Mark Nightingale's Dankworth Quintet (January 2017)
We really enjoyed last Saturdays concert, it was superb and our guests thought we are so privileged to have such amazing calibre of players within walking distance from home.
(From C&I M)
Pedigree Jazz Band (September 2016)
We really enjoyed the concert last night, great music and very professional. It exceeded our expectations.
Nick Care Big Band (April 2016)
I had to write to say what a wonderful evening my wife and I had at last night’s gig. Nick Care’s big band gave us hope that whilst there are so many talented young musicians jazz still has a great future. We thought there was a perfect balance to the programme and the arrangements and solos were really exciting. Also, Nick’s compering was most amusing.
I have no hesitation in thoroughly recommending anyone to go and see this band and hope the club can tempt them back in the not too distant future.
(From PG / AG)
We really enjoyed Nick Care’s Big Band on Saturday Night. It was one of the Best Concerts, that is saying something, because we have been going to Berk Jazz Concert’s for 18 Years now. Well Done, for Organising it. Many Thanks.
Derek Nash Quartet (April 2015)
For me was the best evening for this season …. Superb gig. Great musicianship & so good to see such joie de vivre & enjoyment from all the quartet.
We are constantly amazed at the quality of the performances at the venue. So much enjoyment at such a small cost. Thank you for your work in providing so many wonderful evenings there. (Spring 2015)
Robert Fowler's Gerry Mulligan Concert Jazz Band (December 2014)
… Fabulous. Good to see … a big band.
Lenore Raphael (November 2014)
I keep thinking about how much I enjoyed performing in Berkhamsted. What a wonderful audience!!!!
From Lenore Raphael
And Lenore wrote this in her Newsletter:
I just returned from England where I had a wonderful concert in Berkhamsted for the Jazz Society. We had a packed house and a wonderful audience of REAL jazz lovers. Thank you … for keeping jazz alive and well in Berkhamsted.
Dave Moorwood's Rascals Of Rhythm (January 2014)
It was good … to enjoy a session of music again. I couldn’t decide precisely what type of jazz it was so I asked Dave Moorwood and he couldn’t either, so we settled on swing! …. I enclose a cheque which covers the rest of the season’s sessions.
-----
● **Short exercise A**
In the concert feedback, how many years had the author of the second comment on Nick Care's Big Band been attending Berk Jazz concerts?
● **Short exercise B**
Print the part of the concert feedback that opens with the words containing "I have no hesitation" and closes with "Quartet (April 2015)".
● **Short exercise C**
List every performer or band named in a heading of the concert feedback.
The data plays no part in the work on this text.

Entries from a pointing dataset
-----
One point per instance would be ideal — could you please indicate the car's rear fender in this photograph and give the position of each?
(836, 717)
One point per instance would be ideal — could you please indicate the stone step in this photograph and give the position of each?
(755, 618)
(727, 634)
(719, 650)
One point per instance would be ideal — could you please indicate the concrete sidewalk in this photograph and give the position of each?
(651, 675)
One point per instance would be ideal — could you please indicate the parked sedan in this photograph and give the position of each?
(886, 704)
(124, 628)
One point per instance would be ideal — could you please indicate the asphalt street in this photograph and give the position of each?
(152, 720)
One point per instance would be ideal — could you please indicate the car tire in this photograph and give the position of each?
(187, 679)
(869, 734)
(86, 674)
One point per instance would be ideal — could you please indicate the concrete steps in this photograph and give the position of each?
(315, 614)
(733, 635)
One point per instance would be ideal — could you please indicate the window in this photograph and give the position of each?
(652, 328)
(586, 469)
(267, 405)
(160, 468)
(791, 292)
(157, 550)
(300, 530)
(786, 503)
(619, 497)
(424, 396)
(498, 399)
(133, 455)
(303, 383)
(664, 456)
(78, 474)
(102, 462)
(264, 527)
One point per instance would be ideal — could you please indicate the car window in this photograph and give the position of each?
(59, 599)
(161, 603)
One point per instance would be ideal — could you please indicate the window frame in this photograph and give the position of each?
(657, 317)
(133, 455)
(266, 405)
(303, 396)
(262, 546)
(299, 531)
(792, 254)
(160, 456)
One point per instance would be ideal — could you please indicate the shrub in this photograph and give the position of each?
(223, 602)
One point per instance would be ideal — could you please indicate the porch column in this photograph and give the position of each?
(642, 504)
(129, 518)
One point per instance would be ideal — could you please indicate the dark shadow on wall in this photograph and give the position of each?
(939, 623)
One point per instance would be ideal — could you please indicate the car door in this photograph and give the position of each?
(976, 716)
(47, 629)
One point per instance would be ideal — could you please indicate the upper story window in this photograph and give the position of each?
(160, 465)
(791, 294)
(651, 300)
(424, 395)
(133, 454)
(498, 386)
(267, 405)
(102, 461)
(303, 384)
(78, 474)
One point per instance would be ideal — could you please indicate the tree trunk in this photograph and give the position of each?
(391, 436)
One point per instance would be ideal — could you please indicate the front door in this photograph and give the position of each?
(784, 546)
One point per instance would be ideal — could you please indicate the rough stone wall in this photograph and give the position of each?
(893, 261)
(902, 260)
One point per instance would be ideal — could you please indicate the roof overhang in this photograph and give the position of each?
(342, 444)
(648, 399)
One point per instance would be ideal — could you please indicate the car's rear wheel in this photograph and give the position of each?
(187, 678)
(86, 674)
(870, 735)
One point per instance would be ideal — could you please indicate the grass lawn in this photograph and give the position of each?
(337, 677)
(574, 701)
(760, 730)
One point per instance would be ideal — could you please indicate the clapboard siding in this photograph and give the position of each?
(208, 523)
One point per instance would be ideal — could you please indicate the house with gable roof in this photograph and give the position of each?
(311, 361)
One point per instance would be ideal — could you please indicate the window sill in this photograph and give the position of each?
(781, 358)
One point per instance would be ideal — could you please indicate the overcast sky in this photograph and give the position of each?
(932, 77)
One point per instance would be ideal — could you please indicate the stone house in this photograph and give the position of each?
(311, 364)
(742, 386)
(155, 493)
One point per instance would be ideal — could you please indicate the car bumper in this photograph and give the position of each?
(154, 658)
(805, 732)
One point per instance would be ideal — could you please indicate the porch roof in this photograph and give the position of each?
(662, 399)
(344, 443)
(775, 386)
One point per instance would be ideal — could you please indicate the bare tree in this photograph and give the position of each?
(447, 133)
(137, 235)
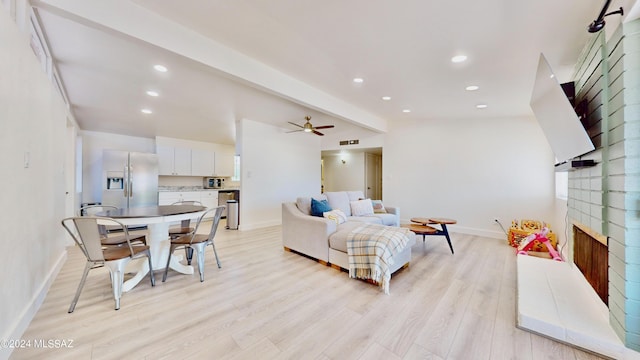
-----
● **Output A**
18 years.

● **Output B**
I have no hesitation in thoroughly recommending anyone to go and see this band and hope the club can tempt them back in the not too distant future.
(From PG / AG)
We really enjoyed Nick Care’s Big Band on Saturday Night. It was one of the Best Concerts, that is saying something, because we have been going to Berk Jazz Concert’s for 18 Years now. Well Done, for Organising it. Many Thanks.
Derek Nash Quartet (April 2015)

● **Output C**
- Mark Nightingale's Dankworth Quintet
- Pedigree Jazz Band
- Nick Care Big Band
- Derek Nash Quartet
- Robert Fowler's Gerry Mulligan Concert Jazz Band
- Lenore Raphael
- Dave Moorwood's Rascals Of Rhythm